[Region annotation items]
---------------

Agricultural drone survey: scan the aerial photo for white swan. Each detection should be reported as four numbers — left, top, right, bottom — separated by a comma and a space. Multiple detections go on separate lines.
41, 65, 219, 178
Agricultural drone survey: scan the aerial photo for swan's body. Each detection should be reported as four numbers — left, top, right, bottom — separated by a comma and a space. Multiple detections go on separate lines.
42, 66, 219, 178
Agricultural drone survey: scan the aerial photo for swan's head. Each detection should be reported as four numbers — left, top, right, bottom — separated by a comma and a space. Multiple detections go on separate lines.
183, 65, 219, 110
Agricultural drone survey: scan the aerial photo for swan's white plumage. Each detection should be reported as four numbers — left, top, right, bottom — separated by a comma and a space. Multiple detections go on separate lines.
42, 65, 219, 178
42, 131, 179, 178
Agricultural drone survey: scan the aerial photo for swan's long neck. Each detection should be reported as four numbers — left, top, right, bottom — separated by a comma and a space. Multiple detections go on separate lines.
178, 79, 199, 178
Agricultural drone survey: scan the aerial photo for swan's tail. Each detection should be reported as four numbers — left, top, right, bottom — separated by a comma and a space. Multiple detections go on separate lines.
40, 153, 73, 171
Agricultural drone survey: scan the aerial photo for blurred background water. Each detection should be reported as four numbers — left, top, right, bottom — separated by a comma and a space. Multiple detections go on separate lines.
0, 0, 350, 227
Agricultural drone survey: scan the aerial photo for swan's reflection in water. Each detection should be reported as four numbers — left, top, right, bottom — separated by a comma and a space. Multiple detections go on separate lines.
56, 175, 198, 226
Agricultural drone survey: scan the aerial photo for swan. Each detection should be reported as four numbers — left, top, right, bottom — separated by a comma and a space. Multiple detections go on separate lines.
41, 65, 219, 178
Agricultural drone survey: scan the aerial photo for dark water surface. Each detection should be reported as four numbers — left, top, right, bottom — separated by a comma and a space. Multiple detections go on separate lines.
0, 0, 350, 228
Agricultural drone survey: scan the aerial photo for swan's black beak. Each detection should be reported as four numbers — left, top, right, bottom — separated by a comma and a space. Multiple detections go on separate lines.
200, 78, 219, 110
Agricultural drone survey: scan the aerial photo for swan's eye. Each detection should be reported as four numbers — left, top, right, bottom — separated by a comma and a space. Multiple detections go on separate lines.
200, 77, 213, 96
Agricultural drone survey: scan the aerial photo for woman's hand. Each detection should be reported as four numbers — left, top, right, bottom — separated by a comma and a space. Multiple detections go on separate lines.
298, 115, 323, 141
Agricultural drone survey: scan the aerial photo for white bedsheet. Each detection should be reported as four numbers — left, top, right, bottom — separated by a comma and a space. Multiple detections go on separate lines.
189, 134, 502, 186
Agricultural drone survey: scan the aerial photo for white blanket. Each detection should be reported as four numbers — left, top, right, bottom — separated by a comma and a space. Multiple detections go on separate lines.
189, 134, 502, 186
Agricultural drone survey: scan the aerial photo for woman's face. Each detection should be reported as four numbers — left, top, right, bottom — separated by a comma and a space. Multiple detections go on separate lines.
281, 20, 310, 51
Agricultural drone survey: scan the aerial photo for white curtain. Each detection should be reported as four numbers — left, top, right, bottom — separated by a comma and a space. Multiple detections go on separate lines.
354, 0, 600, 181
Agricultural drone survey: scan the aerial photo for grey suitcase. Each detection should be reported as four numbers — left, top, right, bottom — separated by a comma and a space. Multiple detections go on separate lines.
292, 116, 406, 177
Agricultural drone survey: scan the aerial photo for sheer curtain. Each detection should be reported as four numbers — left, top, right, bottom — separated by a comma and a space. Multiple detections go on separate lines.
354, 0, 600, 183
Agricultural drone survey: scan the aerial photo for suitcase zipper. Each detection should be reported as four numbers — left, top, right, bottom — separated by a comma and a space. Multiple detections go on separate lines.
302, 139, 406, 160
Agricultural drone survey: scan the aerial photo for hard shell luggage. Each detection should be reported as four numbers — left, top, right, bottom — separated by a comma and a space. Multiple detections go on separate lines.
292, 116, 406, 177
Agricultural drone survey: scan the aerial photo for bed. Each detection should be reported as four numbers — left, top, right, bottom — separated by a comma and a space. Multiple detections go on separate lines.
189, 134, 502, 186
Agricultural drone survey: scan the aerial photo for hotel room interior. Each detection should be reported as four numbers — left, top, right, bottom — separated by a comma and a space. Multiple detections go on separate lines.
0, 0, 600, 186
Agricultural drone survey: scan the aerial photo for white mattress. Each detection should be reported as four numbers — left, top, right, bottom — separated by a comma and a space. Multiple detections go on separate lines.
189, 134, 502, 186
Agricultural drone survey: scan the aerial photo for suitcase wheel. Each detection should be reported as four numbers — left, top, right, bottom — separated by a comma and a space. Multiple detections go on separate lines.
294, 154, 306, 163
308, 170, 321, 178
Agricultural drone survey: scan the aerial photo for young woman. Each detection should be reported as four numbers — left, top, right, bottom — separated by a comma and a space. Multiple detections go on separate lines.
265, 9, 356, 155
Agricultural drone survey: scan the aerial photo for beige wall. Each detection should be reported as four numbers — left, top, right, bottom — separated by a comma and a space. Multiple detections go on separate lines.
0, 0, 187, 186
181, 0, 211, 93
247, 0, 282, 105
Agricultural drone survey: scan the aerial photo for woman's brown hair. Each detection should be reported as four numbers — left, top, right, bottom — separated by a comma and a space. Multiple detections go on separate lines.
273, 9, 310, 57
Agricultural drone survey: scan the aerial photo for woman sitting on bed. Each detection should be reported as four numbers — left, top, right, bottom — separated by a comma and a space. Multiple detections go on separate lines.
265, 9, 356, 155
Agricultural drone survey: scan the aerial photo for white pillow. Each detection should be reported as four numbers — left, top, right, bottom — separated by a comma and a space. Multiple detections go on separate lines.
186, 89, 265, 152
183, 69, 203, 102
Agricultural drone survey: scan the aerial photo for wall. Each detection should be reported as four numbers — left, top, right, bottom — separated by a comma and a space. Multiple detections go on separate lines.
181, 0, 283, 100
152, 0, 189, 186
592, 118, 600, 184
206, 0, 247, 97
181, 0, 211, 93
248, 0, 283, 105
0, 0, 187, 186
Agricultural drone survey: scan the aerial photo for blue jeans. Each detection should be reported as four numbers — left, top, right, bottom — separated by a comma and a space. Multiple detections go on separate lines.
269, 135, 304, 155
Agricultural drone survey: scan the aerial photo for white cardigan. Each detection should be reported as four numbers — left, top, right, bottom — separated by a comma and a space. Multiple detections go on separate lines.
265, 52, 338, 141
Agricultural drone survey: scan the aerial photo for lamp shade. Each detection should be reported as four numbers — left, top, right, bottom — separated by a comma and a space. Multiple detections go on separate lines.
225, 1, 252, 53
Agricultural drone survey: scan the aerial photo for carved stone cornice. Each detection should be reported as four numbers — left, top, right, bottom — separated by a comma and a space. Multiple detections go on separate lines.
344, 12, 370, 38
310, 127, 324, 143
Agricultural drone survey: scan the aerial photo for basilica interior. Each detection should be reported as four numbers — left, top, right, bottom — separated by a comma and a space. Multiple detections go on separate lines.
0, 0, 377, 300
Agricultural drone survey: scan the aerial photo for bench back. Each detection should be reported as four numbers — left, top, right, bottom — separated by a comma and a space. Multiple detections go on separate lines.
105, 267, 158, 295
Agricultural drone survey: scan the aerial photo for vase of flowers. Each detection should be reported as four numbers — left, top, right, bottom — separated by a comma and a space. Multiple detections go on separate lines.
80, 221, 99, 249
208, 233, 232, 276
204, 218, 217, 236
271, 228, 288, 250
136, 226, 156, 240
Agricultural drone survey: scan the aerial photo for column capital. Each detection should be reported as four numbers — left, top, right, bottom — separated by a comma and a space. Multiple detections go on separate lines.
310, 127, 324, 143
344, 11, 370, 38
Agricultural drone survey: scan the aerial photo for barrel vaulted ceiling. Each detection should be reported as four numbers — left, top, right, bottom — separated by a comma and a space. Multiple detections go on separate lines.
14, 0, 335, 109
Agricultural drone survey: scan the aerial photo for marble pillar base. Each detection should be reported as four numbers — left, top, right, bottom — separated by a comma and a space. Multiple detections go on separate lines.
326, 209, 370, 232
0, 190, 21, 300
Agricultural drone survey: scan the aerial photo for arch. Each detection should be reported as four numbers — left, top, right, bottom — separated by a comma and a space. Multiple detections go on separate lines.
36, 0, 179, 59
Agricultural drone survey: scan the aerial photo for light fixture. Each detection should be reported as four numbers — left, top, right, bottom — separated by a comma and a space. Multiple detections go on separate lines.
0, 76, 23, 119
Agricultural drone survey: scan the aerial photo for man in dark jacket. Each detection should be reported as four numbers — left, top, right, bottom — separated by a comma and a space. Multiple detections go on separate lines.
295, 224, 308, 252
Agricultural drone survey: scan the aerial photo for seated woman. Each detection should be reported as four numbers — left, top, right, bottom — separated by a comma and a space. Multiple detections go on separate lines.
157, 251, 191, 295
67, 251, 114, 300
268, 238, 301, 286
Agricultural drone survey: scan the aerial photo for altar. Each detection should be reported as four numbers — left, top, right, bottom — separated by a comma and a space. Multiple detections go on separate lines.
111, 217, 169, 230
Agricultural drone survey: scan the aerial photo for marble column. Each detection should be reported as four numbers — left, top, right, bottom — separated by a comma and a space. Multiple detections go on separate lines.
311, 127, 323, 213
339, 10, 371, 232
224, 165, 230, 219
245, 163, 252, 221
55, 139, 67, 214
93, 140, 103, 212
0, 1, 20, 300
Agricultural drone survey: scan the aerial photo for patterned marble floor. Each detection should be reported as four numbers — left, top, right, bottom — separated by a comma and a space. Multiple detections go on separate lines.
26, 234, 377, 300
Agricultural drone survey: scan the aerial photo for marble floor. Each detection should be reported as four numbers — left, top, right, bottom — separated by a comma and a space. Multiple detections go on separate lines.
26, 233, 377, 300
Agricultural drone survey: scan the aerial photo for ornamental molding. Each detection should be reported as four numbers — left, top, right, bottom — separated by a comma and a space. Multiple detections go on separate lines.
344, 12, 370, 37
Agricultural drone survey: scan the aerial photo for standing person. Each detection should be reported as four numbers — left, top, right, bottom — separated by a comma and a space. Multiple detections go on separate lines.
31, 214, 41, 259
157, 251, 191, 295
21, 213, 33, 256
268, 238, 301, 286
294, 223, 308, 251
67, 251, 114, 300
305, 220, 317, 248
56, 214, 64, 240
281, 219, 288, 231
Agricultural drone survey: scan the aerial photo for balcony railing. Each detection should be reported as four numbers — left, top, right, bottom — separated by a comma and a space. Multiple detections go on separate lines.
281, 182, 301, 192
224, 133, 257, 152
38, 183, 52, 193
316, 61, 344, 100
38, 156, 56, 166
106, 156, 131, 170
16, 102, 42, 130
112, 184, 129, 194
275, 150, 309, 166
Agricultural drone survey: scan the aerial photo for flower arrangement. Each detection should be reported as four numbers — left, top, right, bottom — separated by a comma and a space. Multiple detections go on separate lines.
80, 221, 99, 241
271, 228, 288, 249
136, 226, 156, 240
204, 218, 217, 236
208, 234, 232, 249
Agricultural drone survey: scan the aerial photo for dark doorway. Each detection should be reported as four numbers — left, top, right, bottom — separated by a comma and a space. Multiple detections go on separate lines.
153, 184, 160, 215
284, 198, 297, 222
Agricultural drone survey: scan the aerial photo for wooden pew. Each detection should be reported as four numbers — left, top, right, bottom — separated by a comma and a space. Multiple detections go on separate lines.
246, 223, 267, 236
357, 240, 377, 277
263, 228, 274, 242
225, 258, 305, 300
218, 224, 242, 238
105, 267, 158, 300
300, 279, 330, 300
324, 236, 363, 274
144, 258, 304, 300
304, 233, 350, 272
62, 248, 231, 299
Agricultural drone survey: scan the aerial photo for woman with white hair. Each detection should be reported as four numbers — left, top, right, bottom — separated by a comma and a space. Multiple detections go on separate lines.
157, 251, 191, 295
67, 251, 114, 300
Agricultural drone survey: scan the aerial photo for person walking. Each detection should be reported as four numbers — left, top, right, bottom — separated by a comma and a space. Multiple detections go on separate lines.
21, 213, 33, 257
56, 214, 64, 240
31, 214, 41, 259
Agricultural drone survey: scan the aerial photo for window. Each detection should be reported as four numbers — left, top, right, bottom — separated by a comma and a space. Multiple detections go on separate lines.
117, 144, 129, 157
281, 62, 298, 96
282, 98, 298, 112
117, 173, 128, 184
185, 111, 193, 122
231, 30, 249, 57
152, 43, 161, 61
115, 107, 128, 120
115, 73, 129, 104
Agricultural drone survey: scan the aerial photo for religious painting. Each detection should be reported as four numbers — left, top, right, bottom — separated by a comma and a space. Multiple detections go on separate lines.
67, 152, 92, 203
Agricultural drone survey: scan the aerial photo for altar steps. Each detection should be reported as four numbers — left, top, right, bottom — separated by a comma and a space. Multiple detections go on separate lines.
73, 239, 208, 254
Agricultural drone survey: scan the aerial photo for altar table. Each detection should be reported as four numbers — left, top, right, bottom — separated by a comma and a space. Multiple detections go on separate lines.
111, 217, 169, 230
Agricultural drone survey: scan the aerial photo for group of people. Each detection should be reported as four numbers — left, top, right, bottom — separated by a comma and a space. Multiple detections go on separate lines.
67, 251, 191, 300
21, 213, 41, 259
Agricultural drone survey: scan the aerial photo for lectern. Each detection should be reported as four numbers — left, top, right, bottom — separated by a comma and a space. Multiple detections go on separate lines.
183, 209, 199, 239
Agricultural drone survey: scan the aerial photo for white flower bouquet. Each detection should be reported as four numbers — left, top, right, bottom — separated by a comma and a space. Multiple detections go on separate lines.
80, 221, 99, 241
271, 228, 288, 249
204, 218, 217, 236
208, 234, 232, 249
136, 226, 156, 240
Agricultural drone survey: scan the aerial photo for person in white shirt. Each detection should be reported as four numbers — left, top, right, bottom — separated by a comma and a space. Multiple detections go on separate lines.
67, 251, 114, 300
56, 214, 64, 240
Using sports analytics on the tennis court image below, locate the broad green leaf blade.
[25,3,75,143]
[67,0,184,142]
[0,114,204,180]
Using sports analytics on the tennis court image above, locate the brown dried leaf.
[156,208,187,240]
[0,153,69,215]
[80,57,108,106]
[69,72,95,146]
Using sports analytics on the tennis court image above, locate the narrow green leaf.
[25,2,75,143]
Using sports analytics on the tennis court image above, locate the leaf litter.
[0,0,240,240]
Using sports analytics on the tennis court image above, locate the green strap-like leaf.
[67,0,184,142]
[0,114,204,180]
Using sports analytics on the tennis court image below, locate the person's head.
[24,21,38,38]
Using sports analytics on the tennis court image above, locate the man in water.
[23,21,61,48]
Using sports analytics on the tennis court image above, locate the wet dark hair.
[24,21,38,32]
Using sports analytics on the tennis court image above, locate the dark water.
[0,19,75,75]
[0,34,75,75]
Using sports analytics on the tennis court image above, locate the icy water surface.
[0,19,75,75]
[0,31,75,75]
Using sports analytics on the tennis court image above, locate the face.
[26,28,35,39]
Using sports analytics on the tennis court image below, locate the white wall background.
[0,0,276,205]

---------------

▶ [Problem description]:
Turn the items into a numbered list, starting with the first line and going on through the line with "183, 65, 219, 110". Leave out any blank lines.

▶ [Worked solution]:
1. Agricultural drone survey: scan the aerial photo for white swan. Each detection should be reported as four numbers — left, top, right, bottom — separated by a comma and a space. Multiple detections go on separate lines.
2. 41, 65, 219, 178
3. Agricultural drone survey: scan the aerial photo for swan's body. Each detection should be reported as four numbers — left, top, right, bottom — separated by a comma and a space. Multiple detections go on separate lines.
4. 42, 66, 219, 178
5. Agricultural drone survey: scan the aerial photo for swan's head. Each detection should be reported as four numbers — left, top, right, bottom — separated by a comma and a space. Multiple detections go on separate lines.
6. 183, 65, 219, 110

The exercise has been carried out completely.